Data entries>
━━━━━━━━
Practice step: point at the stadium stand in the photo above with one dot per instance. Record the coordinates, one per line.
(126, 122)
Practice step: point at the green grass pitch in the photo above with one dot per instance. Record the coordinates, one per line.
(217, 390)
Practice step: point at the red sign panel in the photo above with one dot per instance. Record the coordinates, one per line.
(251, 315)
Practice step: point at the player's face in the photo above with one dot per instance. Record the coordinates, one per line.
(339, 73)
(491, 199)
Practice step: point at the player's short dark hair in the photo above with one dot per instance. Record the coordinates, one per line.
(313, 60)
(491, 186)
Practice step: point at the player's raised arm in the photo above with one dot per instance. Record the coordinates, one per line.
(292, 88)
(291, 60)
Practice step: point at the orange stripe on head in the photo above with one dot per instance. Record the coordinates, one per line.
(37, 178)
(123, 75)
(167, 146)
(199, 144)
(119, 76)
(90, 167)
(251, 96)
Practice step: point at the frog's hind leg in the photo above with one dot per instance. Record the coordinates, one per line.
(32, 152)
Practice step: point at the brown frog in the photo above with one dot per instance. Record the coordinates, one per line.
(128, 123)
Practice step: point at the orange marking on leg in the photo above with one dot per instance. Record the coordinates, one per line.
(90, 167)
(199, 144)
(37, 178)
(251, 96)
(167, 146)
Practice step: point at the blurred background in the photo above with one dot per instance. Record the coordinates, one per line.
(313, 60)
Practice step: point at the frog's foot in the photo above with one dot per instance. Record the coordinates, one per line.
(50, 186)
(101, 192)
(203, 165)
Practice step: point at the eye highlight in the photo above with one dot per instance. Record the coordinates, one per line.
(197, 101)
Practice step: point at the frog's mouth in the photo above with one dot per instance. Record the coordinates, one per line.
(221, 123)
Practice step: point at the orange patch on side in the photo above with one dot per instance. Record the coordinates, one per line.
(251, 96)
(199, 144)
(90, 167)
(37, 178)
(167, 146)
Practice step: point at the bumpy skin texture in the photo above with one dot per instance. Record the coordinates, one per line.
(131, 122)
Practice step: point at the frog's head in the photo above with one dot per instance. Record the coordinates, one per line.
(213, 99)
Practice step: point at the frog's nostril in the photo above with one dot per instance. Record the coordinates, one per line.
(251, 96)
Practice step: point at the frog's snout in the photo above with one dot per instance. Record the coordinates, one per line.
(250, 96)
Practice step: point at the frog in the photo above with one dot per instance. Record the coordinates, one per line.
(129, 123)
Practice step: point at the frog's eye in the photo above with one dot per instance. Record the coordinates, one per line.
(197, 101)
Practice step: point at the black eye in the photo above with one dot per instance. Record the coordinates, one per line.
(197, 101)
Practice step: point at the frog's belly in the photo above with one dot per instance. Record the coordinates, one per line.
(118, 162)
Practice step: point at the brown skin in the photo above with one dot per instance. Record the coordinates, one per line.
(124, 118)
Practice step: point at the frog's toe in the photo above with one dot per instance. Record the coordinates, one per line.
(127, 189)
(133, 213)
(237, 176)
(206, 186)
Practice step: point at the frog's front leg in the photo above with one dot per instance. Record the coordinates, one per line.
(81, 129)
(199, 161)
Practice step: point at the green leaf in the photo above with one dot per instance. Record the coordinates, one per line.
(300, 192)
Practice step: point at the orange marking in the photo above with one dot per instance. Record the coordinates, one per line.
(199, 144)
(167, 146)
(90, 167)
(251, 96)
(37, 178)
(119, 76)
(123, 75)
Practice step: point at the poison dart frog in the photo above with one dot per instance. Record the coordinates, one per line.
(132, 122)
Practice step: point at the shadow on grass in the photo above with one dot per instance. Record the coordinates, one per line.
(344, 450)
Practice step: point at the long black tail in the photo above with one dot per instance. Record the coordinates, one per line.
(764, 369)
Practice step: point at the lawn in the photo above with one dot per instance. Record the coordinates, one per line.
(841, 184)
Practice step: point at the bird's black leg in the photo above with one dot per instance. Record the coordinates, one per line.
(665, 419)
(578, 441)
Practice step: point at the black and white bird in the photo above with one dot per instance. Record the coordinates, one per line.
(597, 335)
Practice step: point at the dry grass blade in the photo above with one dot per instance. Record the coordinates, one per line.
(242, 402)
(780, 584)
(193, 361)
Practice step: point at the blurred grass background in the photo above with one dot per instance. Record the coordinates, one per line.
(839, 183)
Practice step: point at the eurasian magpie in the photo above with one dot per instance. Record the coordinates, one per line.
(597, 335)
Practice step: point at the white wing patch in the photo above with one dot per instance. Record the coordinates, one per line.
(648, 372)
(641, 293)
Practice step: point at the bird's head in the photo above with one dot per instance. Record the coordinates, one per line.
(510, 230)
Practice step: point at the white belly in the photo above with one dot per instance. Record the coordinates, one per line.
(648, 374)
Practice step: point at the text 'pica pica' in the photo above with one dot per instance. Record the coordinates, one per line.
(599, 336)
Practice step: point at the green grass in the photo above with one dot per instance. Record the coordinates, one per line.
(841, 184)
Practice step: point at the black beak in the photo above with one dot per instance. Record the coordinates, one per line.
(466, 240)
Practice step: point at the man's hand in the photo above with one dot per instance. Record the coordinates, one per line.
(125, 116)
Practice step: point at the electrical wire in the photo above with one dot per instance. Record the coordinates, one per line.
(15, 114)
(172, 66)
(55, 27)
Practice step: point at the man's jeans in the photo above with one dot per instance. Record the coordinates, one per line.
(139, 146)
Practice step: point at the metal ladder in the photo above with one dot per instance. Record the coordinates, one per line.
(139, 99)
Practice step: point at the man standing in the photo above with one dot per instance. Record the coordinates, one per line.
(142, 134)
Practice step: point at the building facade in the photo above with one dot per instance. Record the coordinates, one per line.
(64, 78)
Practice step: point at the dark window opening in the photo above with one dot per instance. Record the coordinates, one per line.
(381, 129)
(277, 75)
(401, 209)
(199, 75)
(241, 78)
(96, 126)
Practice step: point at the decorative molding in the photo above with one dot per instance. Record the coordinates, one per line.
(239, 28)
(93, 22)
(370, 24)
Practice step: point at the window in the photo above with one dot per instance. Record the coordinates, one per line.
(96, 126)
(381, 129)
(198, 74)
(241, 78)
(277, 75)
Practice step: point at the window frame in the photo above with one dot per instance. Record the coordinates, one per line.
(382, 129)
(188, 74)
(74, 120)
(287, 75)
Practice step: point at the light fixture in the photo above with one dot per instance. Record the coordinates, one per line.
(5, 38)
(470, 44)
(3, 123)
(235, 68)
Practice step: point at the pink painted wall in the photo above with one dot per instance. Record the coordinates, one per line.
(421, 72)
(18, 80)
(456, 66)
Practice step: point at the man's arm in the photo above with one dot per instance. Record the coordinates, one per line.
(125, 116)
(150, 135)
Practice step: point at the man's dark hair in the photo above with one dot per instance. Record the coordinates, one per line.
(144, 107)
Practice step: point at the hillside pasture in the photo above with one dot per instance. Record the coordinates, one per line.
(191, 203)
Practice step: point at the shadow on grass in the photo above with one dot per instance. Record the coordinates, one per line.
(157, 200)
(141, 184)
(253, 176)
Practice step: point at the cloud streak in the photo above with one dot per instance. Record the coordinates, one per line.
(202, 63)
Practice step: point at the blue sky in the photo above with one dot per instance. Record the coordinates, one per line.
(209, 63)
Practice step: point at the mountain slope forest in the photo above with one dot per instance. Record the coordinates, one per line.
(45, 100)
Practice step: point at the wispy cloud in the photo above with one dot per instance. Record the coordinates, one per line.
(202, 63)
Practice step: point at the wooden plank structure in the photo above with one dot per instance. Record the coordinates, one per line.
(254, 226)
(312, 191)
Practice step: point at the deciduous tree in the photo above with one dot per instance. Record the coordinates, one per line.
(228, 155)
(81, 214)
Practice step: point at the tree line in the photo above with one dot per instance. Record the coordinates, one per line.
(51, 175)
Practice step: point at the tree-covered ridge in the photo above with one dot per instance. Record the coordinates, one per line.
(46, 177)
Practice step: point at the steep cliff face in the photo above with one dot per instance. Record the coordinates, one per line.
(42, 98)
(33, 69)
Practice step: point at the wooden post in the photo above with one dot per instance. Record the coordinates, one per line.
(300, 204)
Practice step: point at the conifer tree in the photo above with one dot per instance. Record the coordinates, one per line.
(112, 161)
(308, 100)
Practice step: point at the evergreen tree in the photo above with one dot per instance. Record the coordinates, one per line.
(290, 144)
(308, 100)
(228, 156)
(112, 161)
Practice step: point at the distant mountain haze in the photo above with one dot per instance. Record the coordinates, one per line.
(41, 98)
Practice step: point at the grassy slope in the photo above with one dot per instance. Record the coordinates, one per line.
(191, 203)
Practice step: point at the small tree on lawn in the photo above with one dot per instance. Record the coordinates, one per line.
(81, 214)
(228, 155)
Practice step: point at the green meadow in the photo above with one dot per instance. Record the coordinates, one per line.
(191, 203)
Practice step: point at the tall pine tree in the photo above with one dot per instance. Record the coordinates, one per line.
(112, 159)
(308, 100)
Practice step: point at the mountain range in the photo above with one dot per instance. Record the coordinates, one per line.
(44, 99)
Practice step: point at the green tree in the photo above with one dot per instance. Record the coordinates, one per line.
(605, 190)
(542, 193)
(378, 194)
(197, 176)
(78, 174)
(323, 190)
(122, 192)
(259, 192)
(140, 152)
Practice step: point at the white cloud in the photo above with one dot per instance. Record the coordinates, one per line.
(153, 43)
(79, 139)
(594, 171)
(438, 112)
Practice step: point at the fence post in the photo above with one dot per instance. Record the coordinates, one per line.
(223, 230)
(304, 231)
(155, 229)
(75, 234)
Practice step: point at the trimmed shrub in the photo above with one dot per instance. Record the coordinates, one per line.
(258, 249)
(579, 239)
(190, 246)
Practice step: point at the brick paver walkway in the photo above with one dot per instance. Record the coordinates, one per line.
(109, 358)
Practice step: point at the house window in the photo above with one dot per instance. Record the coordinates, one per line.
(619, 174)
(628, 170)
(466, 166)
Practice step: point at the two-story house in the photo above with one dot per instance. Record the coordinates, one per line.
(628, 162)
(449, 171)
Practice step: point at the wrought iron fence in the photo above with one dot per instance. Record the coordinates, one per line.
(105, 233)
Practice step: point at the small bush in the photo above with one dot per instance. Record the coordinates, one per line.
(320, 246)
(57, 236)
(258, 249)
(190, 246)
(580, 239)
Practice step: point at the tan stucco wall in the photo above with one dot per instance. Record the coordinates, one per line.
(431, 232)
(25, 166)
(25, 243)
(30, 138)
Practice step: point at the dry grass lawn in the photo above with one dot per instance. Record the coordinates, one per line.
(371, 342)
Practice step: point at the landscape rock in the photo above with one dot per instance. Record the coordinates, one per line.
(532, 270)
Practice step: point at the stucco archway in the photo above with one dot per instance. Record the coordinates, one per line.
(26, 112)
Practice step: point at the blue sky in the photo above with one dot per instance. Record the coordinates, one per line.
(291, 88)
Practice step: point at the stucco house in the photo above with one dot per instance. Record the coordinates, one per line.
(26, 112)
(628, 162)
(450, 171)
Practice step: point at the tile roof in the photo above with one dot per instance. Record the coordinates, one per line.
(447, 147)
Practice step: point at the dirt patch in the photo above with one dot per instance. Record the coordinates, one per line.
━━━━━━━━
Task goal> Starting at the line that contains "Practice step: point at the stucco archway" and going through the last line of the entries, give those lines as a numbered list, omitting any blank lines.

Response for this exercise>
1. Practice step: point at the stucco archway in the photo above with one dot per instance. Record the coordinates, one per line.
2. (26, 112)
3. Practice step: point at the blue sky in the photo above with one dot per instance. Record the coordinates, one per line.
4. (291, 88)
5. Practice step: point at the stucco house in the photo above with one dot per instance. Record the coordinates, one per line.
6. (26, 112)
7. (628, 162)
8. (450, 171)
9. Practice step: point at the tile roof in the photo above with one dot per instance. Record the coordinates, one per line.
10. (447, 147)
11. Practice step: point at the dirt patch in the photo above with one dot per instance. Record the coordinates, one per line.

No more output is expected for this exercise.